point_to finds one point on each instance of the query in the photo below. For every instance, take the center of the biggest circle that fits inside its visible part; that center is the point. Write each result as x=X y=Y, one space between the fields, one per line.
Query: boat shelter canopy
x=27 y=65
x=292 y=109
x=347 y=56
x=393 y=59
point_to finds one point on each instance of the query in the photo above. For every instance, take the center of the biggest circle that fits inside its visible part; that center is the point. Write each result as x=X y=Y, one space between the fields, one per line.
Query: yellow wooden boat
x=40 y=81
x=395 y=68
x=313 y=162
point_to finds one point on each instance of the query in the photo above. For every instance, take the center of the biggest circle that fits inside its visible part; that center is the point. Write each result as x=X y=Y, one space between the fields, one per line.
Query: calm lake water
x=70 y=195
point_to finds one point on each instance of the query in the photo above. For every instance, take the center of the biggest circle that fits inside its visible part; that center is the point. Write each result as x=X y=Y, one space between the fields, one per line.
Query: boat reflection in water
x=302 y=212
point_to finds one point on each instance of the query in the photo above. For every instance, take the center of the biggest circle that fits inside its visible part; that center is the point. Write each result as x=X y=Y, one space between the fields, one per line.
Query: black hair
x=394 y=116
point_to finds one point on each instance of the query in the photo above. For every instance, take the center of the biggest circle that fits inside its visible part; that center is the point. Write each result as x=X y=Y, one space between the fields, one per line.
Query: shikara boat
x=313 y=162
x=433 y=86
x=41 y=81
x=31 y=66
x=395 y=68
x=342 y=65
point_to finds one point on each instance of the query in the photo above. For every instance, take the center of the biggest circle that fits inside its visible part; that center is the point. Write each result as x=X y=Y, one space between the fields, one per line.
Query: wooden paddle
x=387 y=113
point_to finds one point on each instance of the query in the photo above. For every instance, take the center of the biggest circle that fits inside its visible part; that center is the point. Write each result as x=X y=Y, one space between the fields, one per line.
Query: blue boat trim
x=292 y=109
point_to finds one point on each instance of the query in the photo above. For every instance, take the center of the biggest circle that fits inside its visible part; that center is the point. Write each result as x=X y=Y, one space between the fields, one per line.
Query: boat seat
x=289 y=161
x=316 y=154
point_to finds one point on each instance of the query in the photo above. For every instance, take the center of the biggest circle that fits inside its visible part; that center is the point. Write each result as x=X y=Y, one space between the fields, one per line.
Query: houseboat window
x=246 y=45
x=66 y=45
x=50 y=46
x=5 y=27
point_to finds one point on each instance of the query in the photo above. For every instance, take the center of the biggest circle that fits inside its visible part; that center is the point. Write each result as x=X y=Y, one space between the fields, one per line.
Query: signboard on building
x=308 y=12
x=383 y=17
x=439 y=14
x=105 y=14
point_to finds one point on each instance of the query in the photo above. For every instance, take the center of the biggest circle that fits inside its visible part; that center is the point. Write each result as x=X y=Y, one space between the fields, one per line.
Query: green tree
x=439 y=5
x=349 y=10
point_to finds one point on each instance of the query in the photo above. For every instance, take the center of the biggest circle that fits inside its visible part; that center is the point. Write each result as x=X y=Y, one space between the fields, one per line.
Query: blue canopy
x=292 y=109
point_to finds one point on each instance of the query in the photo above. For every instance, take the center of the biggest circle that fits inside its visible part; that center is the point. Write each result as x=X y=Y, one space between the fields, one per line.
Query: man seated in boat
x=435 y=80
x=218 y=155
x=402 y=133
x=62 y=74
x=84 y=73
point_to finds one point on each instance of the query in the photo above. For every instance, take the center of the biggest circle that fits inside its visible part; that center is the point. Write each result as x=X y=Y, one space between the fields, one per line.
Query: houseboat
..............................
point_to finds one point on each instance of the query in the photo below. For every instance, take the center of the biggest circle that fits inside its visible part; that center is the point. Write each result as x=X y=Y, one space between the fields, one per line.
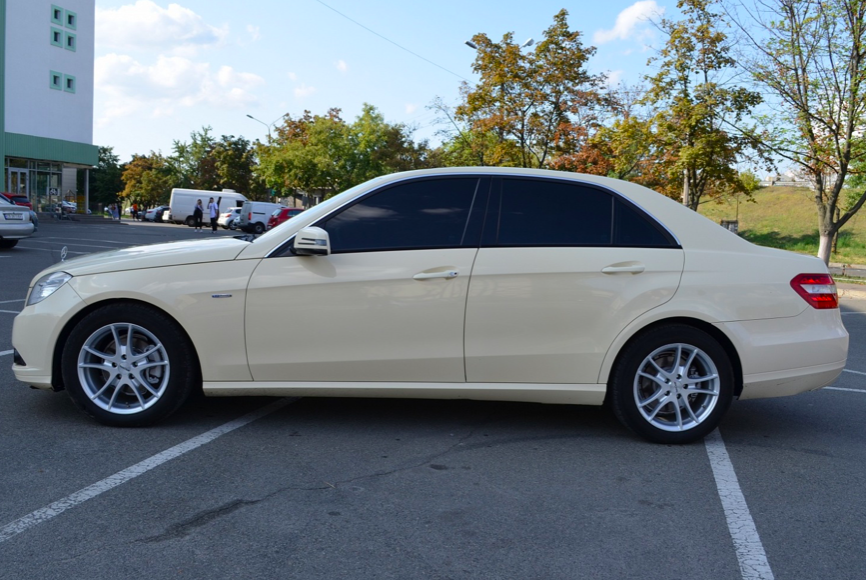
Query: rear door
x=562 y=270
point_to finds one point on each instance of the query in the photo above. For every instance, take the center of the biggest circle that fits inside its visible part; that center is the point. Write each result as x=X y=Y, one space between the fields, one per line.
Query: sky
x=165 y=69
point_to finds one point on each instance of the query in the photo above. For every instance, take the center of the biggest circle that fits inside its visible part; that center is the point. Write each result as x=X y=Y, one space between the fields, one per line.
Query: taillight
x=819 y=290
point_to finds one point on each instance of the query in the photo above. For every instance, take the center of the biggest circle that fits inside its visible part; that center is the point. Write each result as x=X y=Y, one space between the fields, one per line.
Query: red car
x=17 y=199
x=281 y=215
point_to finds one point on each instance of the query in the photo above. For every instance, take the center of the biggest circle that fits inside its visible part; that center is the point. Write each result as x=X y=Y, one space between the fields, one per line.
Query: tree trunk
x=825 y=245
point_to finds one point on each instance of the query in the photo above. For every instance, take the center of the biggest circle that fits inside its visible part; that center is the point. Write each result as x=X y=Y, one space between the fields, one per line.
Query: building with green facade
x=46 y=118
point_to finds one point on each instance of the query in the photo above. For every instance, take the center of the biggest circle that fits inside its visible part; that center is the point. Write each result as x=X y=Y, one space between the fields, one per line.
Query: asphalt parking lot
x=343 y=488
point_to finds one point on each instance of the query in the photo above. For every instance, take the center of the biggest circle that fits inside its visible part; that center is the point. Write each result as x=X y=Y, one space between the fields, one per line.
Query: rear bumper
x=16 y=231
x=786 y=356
..............................
• [EXERCISE TASK] Show each line of the items above that contains the word "blue", copied in full.

• [TASK ANSWER]
Query: blue boat trim
Query: blue canopy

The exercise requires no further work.